======== EXERCISE MATERIALS

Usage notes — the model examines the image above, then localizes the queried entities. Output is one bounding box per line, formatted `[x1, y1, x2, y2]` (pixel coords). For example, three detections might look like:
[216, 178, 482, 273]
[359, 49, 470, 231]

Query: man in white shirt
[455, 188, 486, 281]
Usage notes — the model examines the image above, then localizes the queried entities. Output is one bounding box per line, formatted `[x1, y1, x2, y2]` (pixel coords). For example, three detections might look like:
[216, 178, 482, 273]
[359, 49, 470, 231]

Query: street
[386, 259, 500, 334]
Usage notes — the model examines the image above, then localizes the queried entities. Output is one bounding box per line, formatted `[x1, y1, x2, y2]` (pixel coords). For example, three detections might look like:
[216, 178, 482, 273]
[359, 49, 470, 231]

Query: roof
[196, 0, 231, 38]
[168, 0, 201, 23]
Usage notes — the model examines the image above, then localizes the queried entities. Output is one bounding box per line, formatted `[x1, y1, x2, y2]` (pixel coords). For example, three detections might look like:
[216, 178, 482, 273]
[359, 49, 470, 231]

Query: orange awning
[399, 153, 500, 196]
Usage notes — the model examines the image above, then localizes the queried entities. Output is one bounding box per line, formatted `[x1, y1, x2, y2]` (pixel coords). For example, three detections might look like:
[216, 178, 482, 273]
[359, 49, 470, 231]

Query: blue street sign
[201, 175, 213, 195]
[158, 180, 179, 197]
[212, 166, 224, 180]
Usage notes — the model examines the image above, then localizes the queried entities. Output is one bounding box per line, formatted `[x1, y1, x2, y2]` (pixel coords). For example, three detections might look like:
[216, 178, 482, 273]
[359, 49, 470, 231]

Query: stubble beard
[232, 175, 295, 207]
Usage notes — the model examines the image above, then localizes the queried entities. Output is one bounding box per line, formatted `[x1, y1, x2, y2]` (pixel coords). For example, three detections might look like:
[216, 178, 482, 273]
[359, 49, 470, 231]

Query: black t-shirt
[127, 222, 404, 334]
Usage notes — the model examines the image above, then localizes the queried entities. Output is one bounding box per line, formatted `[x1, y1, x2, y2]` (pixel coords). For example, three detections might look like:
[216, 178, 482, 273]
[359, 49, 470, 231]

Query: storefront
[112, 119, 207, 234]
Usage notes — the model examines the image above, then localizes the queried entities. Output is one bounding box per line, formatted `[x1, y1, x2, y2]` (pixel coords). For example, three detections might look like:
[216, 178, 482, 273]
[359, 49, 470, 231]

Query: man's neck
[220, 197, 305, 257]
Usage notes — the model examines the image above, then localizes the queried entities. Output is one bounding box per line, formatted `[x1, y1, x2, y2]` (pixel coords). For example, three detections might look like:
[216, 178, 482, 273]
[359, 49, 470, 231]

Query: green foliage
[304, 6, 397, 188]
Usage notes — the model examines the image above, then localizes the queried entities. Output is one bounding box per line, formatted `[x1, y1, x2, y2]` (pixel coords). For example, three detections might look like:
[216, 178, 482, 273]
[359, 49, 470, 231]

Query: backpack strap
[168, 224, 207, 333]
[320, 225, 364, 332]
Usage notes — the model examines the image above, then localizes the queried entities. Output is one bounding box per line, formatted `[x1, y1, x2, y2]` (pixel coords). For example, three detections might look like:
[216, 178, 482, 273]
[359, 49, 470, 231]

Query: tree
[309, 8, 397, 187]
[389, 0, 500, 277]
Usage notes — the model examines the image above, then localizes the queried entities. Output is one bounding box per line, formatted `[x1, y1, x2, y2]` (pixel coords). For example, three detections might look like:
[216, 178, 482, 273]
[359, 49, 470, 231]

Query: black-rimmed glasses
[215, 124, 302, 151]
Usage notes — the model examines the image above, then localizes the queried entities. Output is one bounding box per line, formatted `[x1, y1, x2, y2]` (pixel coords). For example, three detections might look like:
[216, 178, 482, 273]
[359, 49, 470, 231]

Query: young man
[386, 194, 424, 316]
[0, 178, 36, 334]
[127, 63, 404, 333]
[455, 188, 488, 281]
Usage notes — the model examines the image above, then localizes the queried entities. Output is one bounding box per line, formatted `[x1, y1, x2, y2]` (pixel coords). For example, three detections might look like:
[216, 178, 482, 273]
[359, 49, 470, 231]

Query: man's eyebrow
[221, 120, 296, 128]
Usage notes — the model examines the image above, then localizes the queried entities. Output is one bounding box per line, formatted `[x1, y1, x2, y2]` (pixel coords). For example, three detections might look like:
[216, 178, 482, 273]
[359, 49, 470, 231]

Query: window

================

▶ [OBJECTIVE] Reproduce every one of the items above verbatim, keeping them in their original order.

▶ [FULL SOLUTION]
Usage notes — the model examines the image above, then localizes the queried entities. Output is one bounding box per line, formatted `[x1, y1, x2, y2]` (pixel coords). For example, three detections might look like:
[216, 178, 482, 273]
[359, 49, 470, 231]

Query: man in white shirt
[455, 188, 486, 281]
Usage notes — the model examines the image above, then localizes the queried entities. Output is one bounding box per line, formatted `[x1, y1, x2, y2]` (pixel coords). For example, three detections might look like:
[216, 178, 482, 273]
[359, 49, 470, 231]

Query: street
[386, 259, 500, 334]
Usage notes — the model examines the image above, then localizes the queried entities. Output is one bounding box per line, formatted `[x1, y1, x2, y2]` (pixel coords). For example, three detections might look like:
[216, 178, 482, 273]
[359, 49, 470, 231]

Query: roof
[196, 0, 231, 38]
[168, 0, 201, 23]
Usage notes — the model examines the image above, then localizes the queried entities. Output is one bounding box per line, formatted `[x1, y1, x2, y2]` (pixel coords). For example, three detections might look like:
[216, 178, 482, 273]
[359, 49, 470, 231]

Query: orange awning
[399, 153, 500, 196]
Usage notes — the model examines the image above, then localizes the queried entities. Output is one bounding box per line, formatted `[x1, y1, x2, y2]` (pixel coords). For example, three detections might look like:
[216, 178, 482, 273]
[359, 49, 470, 231]

Query: blue street sign
[201, 175, 213, 195]
[158, 180, 179, 197]
[212, 166, 224, 180]
Usage notes — the model examines the image above, then localizes the queried entities. Output is one bounding box per line, formatted `[x1, y1, x2, y2]` (pixel coords). For example, three detections might look like:
[216, 178, 482, 273]
[359, 49, 470, 231]

Query: stubble beard
[232, 175, 295, 207]
Usage notes — the model examines the image above, then localizes the queried entities. Output is one bounding box per line, formatted `[x1, y1, x2, y2]` (pixel coords). For example, three detections might look like:
[216, 178, 482, 273]
[359, 49, 470, 231]

Query: black t-shirt
[127, 222, 404, 334]
Usage notes — the model examines the image above, then localizes the queried entities. Output is one bounding box per line, formatted `[x1, y1, x2, y2]` (pixel coords). For example, three detections might look like:
[216, 178, 482, 273]
[359, 49, 470, 231]

Query: storefront
[112, 119, 207, 234]
Usage notes — the model examines the image above, then localizes the queried entities. Output is one bounding box per line, formatted `[x1, y1, x2, y2]` (pixel coords). For example, three detections might look like:
[216, 178, 482, 273]
[359, 49, 470, 231]

Query: man's neck
[220, 197, 305, 257]
Usage notes — the model examines the image above, then localizes the queried entities. Output is one bounding box per line, formatted `[x1, y1, x2, y2]` (pixel coords). For example, three detections might look like:
[216, 178, 482, 273]
[359, 49, 470, 231]

Query: green foliage
[304, 6, 397, 188]
Usage notes — the model examines the image above, then localizes the queried entities. Output is one bounding box per line, formatted `[x1, y1, x2, y2]` (pixel coords). For example, three detections might look like:
[216, 178, 482, 273]
[359, 49, 470, 231]

Query: backpack strap
[168, 224, 207, 333]
[320, 225, 364, 332]
Usage notes — the model examines the image above, then localizes the queried entities. Output is one bounding box per line, formatted `[x1, y1, x2, y2]` (pixel coords). For example, three detections might look like:
[216, 178, 482, 273]
[359, 49, 470, 231]

Query: tree
[309, 8, 397, 187]
[389, 0, 500, 277]
Usage notes — the model examines the image above, then localizes the queried entities. Output is one bounding box per line, formatted `[x1, y1, x2, y2]` (pixel coords). For example, three detections might look like:
[216, 178, 482, 273]
[359, 49, 470, 231]

Query: black-rimmed glasses
[215, 124, 302, 151]
Usage notes — the model examines the image above, then localizes the queried entities. Output is one bounding box per line, formatted `[x1, y1, x2, y2]` (pixel coords). For example, three detections might look like:
[216, 178, 482, 273]
[359, 49, 470, 231]

Query: young man
[386, 194, 424, 316]
[0, 178, 36, 334]
[127, 63, 404, 333]
[455, 188, 488, 281]
Usage notes — the model examines the image above, then localizes the queried entities. Output is one bounding box per line, formatted `[x1, y1, x2, y2]` (pixel coords). For example, three detections might look like:
[216, 178, 482, 273]
[359, 49, 470, 231]

Query: man's eyebrow
[221, 120, 296, 128]
Usage notes — the model examines the image above, then localizes the queried entities. Output is one bounding box per line, formatted `[x1, y1, x2, y2]` (pixel coords). For example, three detections might look like:
[216, 178, 482, 273]
[359, 49, 470, 231]

Query: window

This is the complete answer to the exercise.